Collected data:
»»

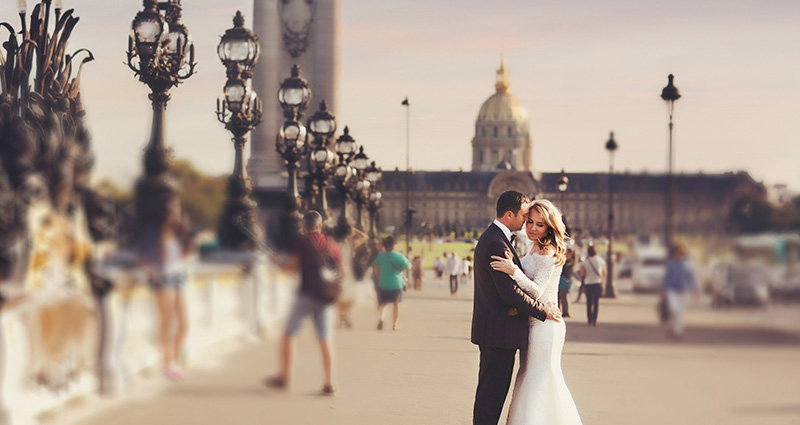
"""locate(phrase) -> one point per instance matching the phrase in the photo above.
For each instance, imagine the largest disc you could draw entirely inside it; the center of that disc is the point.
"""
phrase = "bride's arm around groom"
(498, 334)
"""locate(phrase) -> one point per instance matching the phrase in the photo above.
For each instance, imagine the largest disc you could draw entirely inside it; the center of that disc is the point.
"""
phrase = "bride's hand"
(504, 265)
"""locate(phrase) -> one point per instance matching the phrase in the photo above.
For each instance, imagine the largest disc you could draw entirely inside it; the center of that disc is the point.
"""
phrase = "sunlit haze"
(582, 68)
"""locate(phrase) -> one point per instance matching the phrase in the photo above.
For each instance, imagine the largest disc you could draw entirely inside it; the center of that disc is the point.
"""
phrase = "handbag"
(399, 270)
(663, 309)
(330, 281)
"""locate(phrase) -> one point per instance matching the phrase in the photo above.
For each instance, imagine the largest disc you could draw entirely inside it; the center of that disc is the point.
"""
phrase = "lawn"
(431, 250)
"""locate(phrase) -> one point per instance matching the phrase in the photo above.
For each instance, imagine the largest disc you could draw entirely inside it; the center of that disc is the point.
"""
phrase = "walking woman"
(592, 271)
(678, 283)
(162, 251)
(389, 267)
(349, 241)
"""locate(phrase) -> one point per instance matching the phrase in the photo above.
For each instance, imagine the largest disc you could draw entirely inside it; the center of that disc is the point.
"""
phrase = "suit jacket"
(495, 293)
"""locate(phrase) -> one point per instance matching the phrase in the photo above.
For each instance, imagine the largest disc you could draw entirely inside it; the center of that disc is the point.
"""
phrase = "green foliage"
(203, 196)
(751, 214)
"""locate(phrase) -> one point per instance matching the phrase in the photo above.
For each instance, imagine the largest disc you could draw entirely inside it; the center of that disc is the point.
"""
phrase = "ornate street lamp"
(373, 206)
(611, 147)
(563, 184)
(360, 163)
(373, 175)
(294, 95)
(344, 174)
(161, 54)
(670, 94)
(322, 125)
(239, 49)
(239, 108)
(292, 139)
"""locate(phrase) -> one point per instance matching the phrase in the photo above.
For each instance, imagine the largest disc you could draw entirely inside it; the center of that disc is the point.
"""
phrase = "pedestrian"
(678, 282)
(349, 240)
(162, 251)
(416, 273)
(438, 266)
(565, 283)
(453, 268)
(466, 268)
(310, 254)
(592, 271)
(389, 267)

««

● **Work required**:
Omit the pictures, then set down all the remaining data exactly as given.

● **Answer below**:
"""locate(phrase) -> one point per instance matching the phrase in the photo above.
For each instance, imagine the largest disc you could draw entirely inside it; the center of that disc is the point.
"""
phrase = "bride's arm around groom"
(498, 334)
"""locate(phrase) -> one point per instance matching the phrase in the photo above.
For each instance, imagine the largest disc you could draw entirely inside it; the center of that disc is the point.
"""
phrase = "bride's hand"
(504, 265)
"""locate(phrase) -> one point per instance matching the phrase in the photo above.
For each instance, imagine the largest disc you could draw entirely inside it; the center of that disc is the point.
"""
phrase = "sunlit haze"
(582, 68)
"""locate(phrase) -> one point per instance matching the phrase in the photo above.
For each instance, imagine the largest disc you could draw entirely inside it; the center of that disc is the point.
"""
phrase = "handbag"
(399, 270)
(663, 309)
(330, 281)
"""locate(phrase) -> one point per instance matching the phrase in the photo above.
For each instance, imagine the largest disc you could draw entirely inside it; the center of that disc is the point.
"""
phrase = "lawn"
(431, 250)
"""locate(phrase) -> one point per instance matching the phrase in the photo above.
For each instance, imagine the largest disc you could draw entirely inside it; the center of that disc is the point.
"""
phrase = "walking woman"
(592, 271)
(678, 283)
(162, 251)
(389, 267)
(349, 241)
"""locate(phrase) -> one point per instance matching the phrase in the photo above.
For each instance, imagine the largest disc you could draw entirely inside it; the center of that disc is the point.
"""
phrase = "suit jacket"
(495, 293)
"""locate(phrase) -> one point per instance matching the phrase in the photo above.
For each instance, imagine the largest disc you could draw entirely inside it; the center of that disc is the point.
"""
phrase = "green foliage"
(203, 196)
(751, 214)
"""locate(phrase) -> one point per instance matching the phrase in the photo above.
For each instance, imagine the largest disc you could draw entirely inside it; the center of that disc is the point.
"""
phrase = "ornate street lamp"
(373, 206)
(611, 147)
(563, 184)
(360, 163)
(373, 175)
(294, 95)
(344, 174)
(161, 54)
(670, 94)
(322, 125)
(239, 49)
(239, 108)
(292, 139)
"""locate(phrase) -> one point per instance matching the phrase in the photo above.
For each instance, imagine the largest disc you could draw entirely inside it; the center of that disc is the point.
"""
phrase = "pedestrian"
(678, 282)
(349, 240)
(162, 251)
(416, 273)
(438, 266)
(565, 283)
(453, 268)
(466, 268)
(310, 254)
(592, 271)
(389, 267)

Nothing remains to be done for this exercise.